» TASK PROMPT:
Copy the rows from the line containing "point: red-brown roof" through the end of the rows, swapping "spot" for "locate" and changing nothing else. Leave the pictures out of your copy.
── DATA SUPPLIED
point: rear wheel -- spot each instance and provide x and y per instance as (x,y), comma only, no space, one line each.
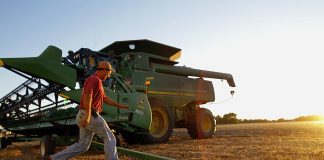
(162,124)
(47,145)
(203,124)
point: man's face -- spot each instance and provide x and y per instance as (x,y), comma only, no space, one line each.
(106,72)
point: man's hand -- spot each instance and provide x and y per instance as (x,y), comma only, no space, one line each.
(121,106)
(85,122)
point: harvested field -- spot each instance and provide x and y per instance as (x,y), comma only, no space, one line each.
(287,140)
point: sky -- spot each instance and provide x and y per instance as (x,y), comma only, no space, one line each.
(272,48)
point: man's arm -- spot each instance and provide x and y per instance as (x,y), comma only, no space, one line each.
(87,106)
(109,101)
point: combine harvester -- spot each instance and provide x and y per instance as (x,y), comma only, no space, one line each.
(160,95)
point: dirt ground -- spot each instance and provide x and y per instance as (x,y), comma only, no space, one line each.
(288,140)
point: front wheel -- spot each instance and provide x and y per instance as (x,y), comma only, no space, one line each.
(162,123)
(202,125)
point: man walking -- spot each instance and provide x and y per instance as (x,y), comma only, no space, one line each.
(88,118)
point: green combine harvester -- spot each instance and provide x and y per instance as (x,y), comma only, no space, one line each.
(160,95)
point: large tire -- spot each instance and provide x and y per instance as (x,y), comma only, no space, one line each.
(162,124)
(203,124)
(3,142)
(47,146)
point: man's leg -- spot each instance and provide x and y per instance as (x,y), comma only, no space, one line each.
(77,148)
(104,132)
(84,143)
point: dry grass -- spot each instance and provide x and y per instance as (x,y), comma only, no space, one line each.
(291,140)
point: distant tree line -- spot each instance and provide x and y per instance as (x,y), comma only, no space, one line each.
(231,118)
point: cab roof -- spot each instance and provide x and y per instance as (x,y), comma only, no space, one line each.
(143,45)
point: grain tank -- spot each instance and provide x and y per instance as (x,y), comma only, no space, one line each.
(175,92)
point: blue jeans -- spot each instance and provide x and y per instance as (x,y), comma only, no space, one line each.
(96,126)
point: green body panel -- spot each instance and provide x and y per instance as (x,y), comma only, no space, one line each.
(176,91)
(47,66)
(137,102)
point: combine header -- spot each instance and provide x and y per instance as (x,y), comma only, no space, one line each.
(160,95)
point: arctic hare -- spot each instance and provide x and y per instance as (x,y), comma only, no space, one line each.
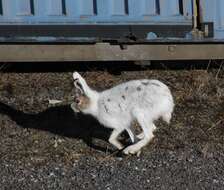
(143,101)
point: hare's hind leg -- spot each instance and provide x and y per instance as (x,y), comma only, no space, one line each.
(113,138)
(147,128)
(141,135)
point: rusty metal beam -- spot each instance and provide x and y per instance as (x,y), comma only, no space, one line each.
(107,52)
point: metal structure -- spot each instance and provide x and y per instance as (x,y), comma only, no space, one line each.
(90,30)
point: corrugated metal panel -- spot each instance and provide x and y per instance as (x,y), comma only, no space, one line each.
(213,11)
(95,11)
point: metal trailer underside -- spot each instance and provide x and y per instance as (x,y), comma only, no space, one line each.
(107,52)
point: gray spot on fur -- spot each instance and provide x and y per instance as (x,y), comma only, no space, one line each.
(139,88)
(106,109)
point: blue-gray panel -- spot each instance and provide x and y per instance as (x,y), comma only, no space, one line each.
(213,11)
(95,11)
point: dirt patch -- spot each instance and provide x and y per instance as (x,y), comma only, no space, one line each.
(49,147)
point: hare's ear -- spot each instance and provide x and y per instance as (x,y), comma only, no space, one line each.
(79,87)
(76,76)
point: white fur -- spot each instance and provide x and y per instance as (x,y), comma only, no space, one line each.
(142,100)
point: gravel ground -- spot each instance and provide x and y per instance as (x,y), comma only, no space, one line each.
(49,147)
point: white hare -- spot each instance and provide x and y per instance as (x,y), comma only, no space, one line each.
(143,101)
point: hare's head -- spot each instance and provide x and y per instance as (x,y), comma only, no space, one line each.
(81,100)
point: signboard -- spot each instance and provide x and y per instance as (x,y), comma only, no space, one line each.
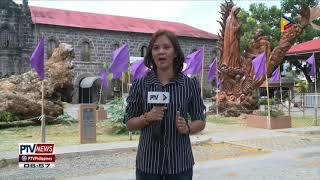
(87,120)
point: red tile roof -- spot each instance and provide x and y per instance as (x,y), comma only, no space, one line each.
(305,47)
(87,20)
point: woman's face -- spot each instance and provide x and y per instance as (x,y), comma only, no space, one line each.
(163,53)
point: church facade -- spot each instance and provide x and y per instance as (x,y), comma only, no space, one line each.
(93,36)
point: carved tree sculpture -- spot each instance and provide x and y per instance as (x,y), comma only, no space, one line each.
(21,94)
(236,72)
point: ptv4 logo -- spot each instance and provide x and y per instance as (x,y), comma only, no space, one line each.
(32,148)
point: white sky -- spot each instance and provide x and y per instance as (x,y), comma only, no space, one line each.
(200,14)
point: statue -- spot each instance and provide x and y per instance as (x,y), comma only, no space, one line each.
(236,73)
(231,45)
(21,94)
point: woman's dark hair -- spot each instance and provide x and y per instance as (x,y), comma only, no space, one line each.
(178,61)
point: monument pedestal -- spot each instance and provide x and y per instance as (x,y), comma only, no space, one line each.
(87,123)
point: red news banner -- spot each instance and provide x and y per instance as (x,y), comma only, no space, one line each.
(32,155)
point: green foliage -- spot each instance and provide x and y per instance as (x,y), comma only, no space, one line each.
(265,102)
(292,8)
(301,86)
(7,117)
(116,113)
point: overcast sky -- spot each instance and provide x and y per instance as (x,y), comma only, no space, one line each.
(199,14)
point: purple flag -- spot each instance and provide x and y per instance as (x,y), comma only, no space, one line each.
(218,82)
(194,62)
(275,75)
(37,59)
(138,69)
(259,65)
(212,69)
(120,60)
(117,75)
(104,80)
(312,64)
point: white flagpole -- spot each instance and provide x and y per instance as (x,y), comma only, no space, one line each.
(202,66)
(100,94)
(267,86)
(315,93)
(129,80)
(281,90)
(217,87)
(43,119)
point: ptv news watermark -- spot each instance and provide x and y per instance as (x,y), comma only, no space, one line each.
(33,155)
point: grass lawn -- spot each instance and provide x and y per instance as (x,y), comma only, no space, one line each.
(224,120)
(303,121)
(295,121)
(60,134)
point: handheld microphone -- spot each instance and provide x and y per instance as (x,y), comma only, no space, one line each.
(159,98)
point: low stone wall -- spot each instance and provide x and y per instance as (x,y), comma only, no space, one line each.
(262,122)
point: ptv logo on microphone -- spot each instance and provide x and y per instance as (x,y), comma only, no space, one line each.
(158,97)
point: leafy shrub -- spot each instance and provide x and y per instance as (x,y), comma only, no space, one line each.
(265,102)
(8,117)
(116,112)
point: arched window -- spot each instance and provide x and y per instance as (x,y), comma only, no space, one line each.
(85,52)
(4,37)
(143,51)
(51,46)
(115,46)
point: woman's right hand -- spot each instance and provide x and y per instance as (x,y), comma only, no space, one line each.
(156,113)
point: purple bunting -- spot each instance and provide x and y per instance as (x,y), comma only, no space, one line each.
(120,60)
(212,69)
(117,75)
(138,69)
(218,82)
(194,62)
(104,80)
(37,59)
(312,64)
(259,65)
(275,75)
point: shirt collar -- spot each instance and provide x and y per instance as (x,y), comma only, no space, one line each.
(153,79)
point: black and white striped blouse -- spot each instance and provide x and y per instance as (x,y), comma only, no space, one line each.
(173,153)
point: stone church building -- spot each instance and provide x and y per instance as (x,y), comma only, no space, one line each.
(93,36)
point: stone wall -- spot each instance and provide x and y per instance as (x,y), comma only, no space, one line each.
(92,47)
(102,44)
(16,38)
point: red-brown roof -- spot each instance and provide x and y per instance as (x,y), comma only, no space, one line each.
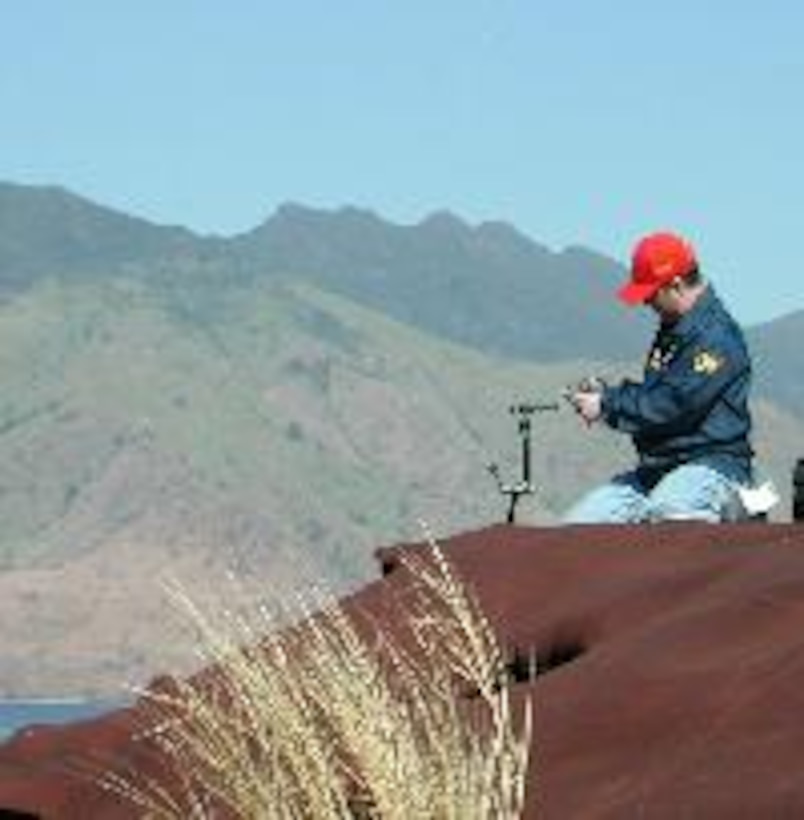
(672,685)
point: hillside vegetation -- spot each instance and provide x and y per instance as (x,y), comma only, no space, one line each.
(194,405)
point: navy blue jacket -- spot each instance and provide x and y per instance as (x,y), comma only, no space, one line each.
(692,404)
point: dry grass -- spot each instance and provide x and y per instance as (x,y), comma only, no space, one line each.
(329,720)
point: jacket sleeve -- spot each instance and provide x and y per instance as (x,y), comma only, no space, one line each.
────
» REPLY TO THE EXERCISE:
point: red-brown roof -- locate each instance and provide x and y per instance as (x,y), comma only, no space, one line each.
(672,685)
point: hillside vegetation -- locate each instance and provide x and y per instance as (x,y), comma only, no space, one line each.
(194,405)
point: navy blue jacket -- locate each instance and provide x and y per instance as (x,y), comma only, no space, one line each.
(692,404)
point: dry grass -- locate each instance and provide x and y per instance as (x,y), comma only, no space, one line each.
(329,720)
point: jacket sleeve -- locate each instance and provide x and y per instance as (x,y), comma only, no space, one line each.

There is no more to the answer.